» TEXT PROVIDED

Great Deeds's victory was compensation for the defeat of the stable's Rohita in the Queen Mary Stakes on Wednesday (check), yet Channon still believes the latter to be the superior. 'There's only one filly,' he said. 'Rohita is like a class football player who you know is going to come good.'

Nagida, like Elbio before her, was almost invalided out of the meeting. 'We had a shoeing scare last night when there appeared to be a slight pulse in a joint,' Toller said. 'We poulticed her foot, put a new plate on and just hoped for the best.'

Nagida's was the biggest win of the Newmarket trainer's 13- year career and he said: 'She is more than we could ever have dreamed.'

Jeune made up for his defeat in last year's King Edward VII Stakes (a race his half-brother Beneficial won on Tuesday) when holding off Red Bishop in the Hardwicke Stakes. His trainer, Geoff Wragg, is in possession of racing's Kennedys, for as well as Jeune, who will next run in the King George VI & Queen Elizabeth Stakes, and Beneficial, he also trains further progeny of the mare Youthful in Dorset Duke and the promising Rainbow Quest filly, Dreams. 'I've got them all,' he said.

» RECORDED INFORMATION

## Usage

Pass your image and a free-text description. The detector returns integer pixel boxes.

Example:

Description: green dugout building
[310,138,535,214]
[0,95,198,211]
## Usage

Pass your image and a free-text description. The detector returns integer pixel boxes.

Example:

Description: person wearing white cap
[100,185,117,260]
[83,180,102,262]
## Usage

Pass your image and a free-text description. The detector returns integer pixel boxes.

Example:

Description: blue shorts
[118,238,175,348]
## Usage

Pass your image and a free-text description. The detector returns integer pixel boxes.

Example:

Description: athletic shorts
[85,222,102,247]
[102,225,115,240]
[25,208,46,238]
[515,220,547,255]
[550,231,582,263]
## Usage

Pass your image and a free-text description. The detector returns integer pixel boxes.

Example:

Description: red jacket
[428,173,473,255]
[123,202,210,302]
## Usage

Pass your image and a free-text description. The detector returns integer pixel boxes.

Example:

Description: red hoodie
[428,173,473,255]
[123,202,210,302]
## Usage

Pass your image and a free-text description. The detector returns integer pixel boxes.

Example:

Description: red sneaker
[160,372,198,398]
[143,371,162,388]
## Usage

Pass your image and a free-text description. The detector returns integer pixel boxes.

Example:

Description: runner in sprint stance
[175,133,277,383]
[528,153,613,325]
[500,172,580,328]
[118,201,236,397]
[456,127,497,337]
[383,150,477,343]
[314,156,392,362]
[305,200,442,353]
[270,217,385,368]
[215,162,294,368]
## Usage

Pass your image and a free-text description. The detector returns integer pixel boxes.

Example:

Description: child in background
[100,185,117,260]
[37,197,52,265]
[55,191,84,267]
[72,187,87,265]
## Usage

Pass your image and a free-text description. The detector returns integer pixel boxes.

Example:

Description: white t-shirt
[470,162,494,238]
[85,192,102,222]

» ASSIGNED TASK 1
Decide whether each statement below agrees with the racing report. Answer yes or no for each, and quote the words from the report that settle it.
(a) Channon rates Rohita above Great Deeds.
(b) Jeune won the King Edward VII Stakes last year.
(c) Jeune's next race will be the King George VI & Queen Elizabeth Stakes.
» ASSIGNED TASK 2
Extend the racing report with new text that begins after its final sentence.

» ANSWER SECTION 1
(a) Yes: "Channon still believes the latter to be the superior."
(b) No: "Jeune made up for his defeat in last year's King Edward VII Stakes"
(c) Yes: "who will next run in the King George VI & Queen Elizabeth Stakes"

» ANSWER SECTION 2
In the King George, Jeune may meet White Muzzle, a runner at Ascot's Heath meeting today in the Churchill Stakes. Dopey programme planning means the movements of the Italian Derby winner, the most interesting horse on view nationwide, will not be broadcast live on television.

In his absence, perhaps the most captivating facet of the card will be to see if Reg Akehurst can continue his improvement of Green Lane (next best 2.30).

The Epsom man has forged a reputation, a la Martin Pipe, as a trainer who can improve horses arriving from other yards. Akehurst did it last season with Millsolin, who registered three consecutive victories after moving his bags from Albert Davison, and may also do the same with the formerly Mick Naughton-trained Green Lane, who is 9lb lower in the handicap than when he was second in this race last year.

Others to follow are Loch Patrick (3.00), Western Cape (3.35) and ZENITH (nap 2.00), who should be about to reach hers.

Nigel Day was suspended for four days by the Ascot stewards for excessive use of the whip on Jack Button, runner-up to Riszard in the Queen Alexandra Stakes.